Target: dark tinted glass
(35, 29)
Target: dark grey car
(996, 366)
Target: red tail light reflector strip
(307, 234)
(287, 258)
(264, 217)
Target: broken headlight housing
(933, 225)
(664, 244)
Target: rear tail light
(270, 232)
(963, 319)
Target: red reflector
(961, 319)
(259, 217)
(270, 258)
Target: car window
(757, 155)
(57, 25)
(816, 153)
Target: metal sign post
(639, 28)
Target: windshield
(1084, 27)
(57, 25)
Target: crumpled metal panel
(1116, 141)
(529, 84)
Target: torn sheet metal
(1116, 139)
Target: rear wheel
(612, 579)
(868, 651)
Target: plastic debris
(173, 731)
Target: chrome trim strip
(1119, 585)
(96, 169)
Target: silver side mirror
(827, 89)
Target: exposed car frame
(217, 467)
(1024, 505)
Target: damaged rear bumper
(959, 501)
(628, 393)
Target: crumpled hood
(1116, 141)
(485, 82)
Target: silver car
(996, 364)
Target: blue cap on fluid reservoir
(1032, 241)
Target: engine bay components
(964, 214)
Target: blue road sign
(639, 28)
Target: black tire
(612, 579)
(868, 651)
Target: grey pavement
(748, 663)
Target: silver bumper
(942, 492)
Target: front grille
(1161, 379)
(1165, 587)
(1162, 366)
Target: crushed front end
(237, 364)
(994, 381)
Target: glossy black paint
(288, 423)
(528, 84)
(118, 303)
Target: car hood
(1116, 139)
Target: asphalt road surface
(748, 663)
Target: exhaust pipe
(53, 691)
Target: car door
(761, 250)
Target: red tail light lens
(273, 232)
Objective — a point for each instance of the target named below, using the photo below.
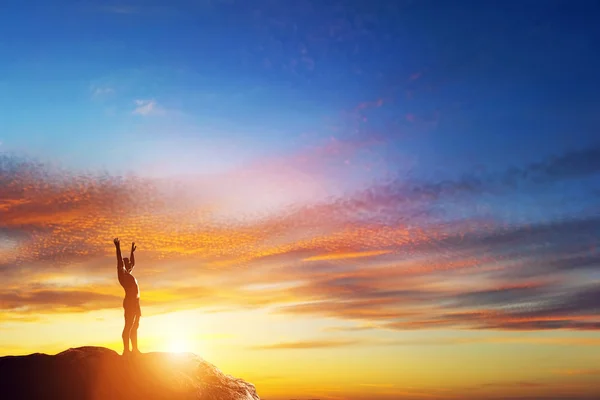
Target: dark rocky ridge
(97, 373)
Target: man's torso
(130, 285)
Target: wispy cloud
(147, 108)
(304, 345)
(360, 257)
(101, 91)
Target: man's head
(128, 266)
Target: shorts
(132, 307)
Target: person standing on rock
(131, 303)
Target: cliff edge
(97, 373)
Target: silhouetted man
(131, 303)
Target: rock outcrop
(97, 373)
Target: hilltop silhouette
(97, 373)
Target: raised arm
(119, 258)
(132, 257)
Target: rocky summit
(98, 373)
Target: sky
(330, 199)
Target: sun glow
(179, 345)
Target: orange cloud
(341, 256)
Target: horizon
(341, 200)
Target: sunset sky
(343, 200)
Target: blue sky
(373, 177)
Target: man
(131, 303)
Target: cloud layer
(393, 256)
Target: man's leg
(133, 334)
(127, 329)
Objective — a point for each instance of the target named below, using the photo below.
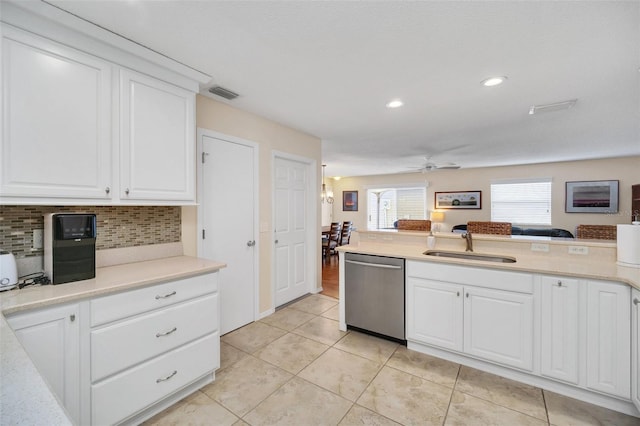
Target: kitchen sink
(471, 256)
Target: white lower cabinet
(559, 328)
(498, 326)
(608, 338)
(434, 313)
(131, 353)
(574, 333)
(635, 348)
(51, 339)
(120, 396)
(494, 325)
(142, 355)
☆ ☆ ☆ ☆
■ Goal of the exercise
Pictures are to be left out. Otherwise, copy the material above exactly.

■ Written reply
Target: dark tinted glass
(35, 29)
Target: dark grey car
(996, 366)
Target: red tail light reflector strip
(307, 234)
(287, 258)
(264, 217)
Target: broken headlight housing
(933, 225)
(664, 244)
Target: rear tail light
(270, 232)
(963, 319)
Target: red reflector
(961, 319)
(259, 217)
(270, 258)
Target: car window
(757, 155)
(57, 25)
(816, 153)
Target: metal sign post
(639, 28)
Target: windshield
(1084, 27)
(57, 25)
Target: crumpled metal panel
(1116, 141)
(529, 84)
Target: torn sheet metal
(1116, 139)
Target: rear wheel
(612, 579)
(868, 651)
Target: plastic debris
(173, 731)
Target: chrome trim strip
(1119, 585)
(96, 169)
Target: silver side mirror
(827, 89)
Target: exposed car frame
(217, 467)
(1024, 505)
Target: damaged rear bumper
(959, 501)
(628, 393)
Target: crumpled hood
(1116, 141)
(485, 82)
Target: silver car
(996, 364)
Target: blue cap on fluid reservoir
(1032, 241)
Target: engine bay components
(964, 214)
Target: blue road sign
(639, 28)
Target: black tire
(612, 579)
(868, 651)
Target: grey pavement
(748, 663)
Target: silver bumper
(942, 492)
Target: front grille
(1161, 379)
(1165, 587)
(1162, 366)
Target: crushed front end
(237, 364)
(994, 381)
Target: glossy black paint
(288, 423)
(528, 84)
(118, 303)
Target: car hood
(1116, 139)
Target: asphalt road surface
(748, 663)
Target: exhaust pipe
(53, 691)
Target: car door
(761, 250)
Target: red tail light lens
(273, 232)
Objective — a point for each instance of the target named below, using the photo below.
Target: dark rocky ridge
(97, 373)
Target: man's torso
(130, 285)
Target: wispy cloud
(147, 108)
(304, 345)
(360, 257)
(101, 91)
Target: man's head
(128, 266)
Target: shorts
(132, 307)
Target: person standing on rock
(131, 303)
Target: cliff edge
(97, 373)
Target: silhouetted man
(131, 303)
Target: rock outcrop
(97, 373)
Target: hilltop silhouette
(97, 373)
Target: raised arm
(119, 258)
(132, 257)
Target: rocky summit
(98, 373)
Target: sky
(330, 199)
Target: sun glow
(179, 345)
Target: orange cloud
(341, 256)
Target: horizon
(341, 200)
Target: sunset sky
(343, 200)
Target: blue sky
(373, 177)
Target: man
(131, 303)
Target: cloud layer
(393, 256)
Target: man's leg
(133, 334)
(127, 329)
Objective — a point for each instance of the target named below, using the photo below.
Target: kitchen sink
(471, 256)
Target: white lower cabinet
(559, 328)
(498, 326)
(608, 338)
(434, 313)
(131, 353)
(574, 333)
(635, 348)
(51, 339)
(120, 396)
(494, 325)
(142, 355)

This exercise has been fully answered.